Image point grounding data:
□ □ □ □ □ □ □

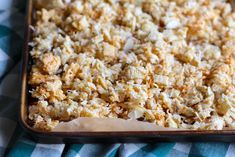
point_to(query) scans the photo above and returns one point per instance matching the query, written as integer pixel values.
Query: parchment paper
(107, 124)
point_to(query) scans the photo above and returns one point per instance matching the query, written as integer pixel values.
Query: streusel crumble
(168, 62)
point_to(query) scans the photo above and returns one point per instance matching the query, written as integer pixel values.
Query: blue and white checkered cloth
(14, 142)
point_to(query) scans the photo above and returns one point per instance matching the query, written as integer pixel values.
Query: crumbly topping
(167, 62)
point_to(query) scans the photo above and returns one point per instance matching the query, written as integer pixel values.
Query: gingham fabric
(14, 142)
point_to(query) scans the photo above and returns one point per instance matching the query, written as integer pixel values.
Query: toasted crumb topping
(171, 63)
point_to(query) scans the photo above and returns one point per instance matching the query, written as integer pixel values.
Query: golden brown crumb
(166, 62)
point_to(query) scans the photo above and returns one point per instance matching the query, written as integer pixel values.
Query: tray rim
(105, 134)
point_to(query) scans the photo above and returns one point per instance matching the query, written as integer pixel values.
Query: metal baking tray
(103, 137)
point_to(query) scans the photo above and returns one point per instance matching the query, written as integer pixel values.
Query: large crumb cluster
(169, 62)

□ □ □ □ □ □ □

**WHAT YOU HAVE TO DO**
Nothing in the records should be changed in the copy, but the pictures must be left out.

**SOLUTION TO THE EXERCISE**
point_to(query) scans the photo above and returns one point per instance matching the query, written as integer pixel values.
Query: parchment paper
(107, 124)
point_to(query) scans the photo above and returns one point per instance matching the query, written as integer pixel values.
Query: streusel crumble
(168, 62)
point_to(query) scans the photo above and returns one point per instance matching the query, written as integer pixel values.
Query: blue and white checkered cloth
(14, 142)
point_to(query) scans the photo above and returns one point per instance matching the query, written as integer pixel values.
Query: crumbly topping
(167, 62)
point_to(query) scans the photo above and returns one point per instance matching the query, written as integer pixel values.
Query: gingham fabric
(14, 142)
point_to(query) scans the photo above and returns one point per instance matching the query, written as integer pixel values.
Query: toasted crumb topping
(171, 63)
point_to(query) scans the photo above and returns one point per instance matching the query, written as integer pixel values.
Query: golden brown crumb
(166, 62)
point_to(query) scans the photo above and returns one point per instance matching the query, written as integer pixel values.
Query: tray rim
(105, 134)
point_to(query) scans the photo above and returns one point per instance matching the query, written as integer pixel values.
Query: metal baking tray
(103, 137)
point_to(query) scans the photo above and returns one point per instance matching the query, written as integer pixel values.
Query: large crumb cluster
(169, 62)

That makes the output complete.